Copy out every entry below word for word, leaving each line unchanged.

- **DATA PROVIDED**:
━━━━
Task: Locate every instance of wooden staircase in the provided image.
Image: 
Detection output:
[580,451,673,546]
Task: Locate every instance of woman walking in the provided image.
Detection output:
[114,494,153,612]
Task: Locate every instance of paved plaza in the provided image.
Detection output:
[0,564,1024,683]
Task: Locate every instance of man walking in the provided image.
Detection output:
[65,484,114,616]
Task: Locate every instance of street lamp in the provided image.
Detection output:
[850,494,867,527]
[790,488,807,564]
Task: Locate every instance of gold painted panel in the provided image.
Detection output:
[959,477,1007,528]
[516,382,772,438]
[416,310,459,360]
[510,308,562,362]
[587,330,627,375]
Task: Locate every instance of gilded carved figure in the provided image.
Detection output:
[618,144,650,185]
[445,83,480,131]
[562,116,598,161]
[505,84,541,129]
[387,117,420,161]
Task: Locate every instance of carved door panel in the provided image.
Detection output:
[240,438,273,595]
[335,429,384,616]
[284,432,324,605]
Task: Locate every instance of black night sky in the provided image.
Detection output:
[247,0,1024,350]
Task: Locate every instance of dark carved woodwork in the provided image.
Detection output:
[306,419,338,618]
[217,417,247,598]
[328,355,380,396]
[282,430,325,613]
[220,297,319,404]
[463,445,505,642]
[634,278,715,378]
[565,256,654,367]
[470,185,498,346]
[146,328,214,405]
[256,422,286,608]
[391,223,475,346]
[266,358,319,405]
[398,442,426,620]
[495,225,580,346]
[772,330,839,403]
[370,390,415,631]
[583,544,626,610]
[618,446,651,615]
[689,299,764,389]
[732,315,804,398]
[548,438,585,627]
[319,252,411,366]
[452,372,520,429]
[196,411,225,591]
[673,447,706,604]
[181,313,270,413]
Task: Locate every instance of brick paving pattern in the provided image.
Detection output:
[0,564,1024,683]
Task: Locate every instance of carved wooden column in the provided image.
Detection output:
━━━━
- **EXERCISE ANSWER**:
Task: Locate every instance of wooden staircase in the provided image.
Image: 
Detection output:
[580,451,673,546]
Task: Locate every instance of woman walking in the provided image.
Detection output:
[114,494,153,612]
Task: Locate every instance of paved plaza in the provided image.
Detection output:
[0,564,1024,683]
Task: Locate every instance of man walking in the provided image.
Detection output:
[65,484,114,616]
Task: Locate every instance of street lamp in the provided image.
Detection output:
[850,494,867,527]
[790,488,807,564]
Task: Locate every instance of gold painted panel in the provided image.
Detection output:
[959,477,1007,528]
[516,382,772,438]
[416,310,459,360]
[510,308,562,362]
[587,330,627,375]
Task: Locate every instance of gilded carved figure in the provided image.
Detection output:
[618,144,650,185]
[445,83,480,131]
[562,116,598,161]
[505,84,541,129]
[387,117,420,161]
Task: Locate every instance of carved door panel in the provided image.
Detection output:
[240,438,273,595]
[335,429,384,616]
[284,432,324,605]
Task: Locate every instance of black night sky in the provided image.
Detection output:
[247,0,1024,350]
Task: Locate every instance of dark carved woodwork in the provided image.
Detection output:
[306,419,338,618]
[217,417,247,598]
[328,355,380,396]
[282,430,325,613]
[220,297,319,404]
[463,445,505,642]
[634,278,715,378]
[565,256,654,367]
[470,185,498,346]
[146,328,214,405]
[256,422,286,608]
[391,223,475,346]
[266,358,319,405]
[398,442,426,620]
[495,225,580,346]
[772,330,839,403]
[370,390,415,631]
[583,544,626,610]
[618,446,651,615]
[689,299,764,389]
[732,315,804,398]
[548,438,585,627]
[319,252,411,366]
[452,372,520,429]
[196,411,225,591]
[673,447,706,604]
[181,313,270,413]
Task: Locate every instance of brick paving pattern in the provided image.
Detection output:
[0,564,1024,683]
Task: Locate every instance of carved wooden column in the provided image.
Detection output:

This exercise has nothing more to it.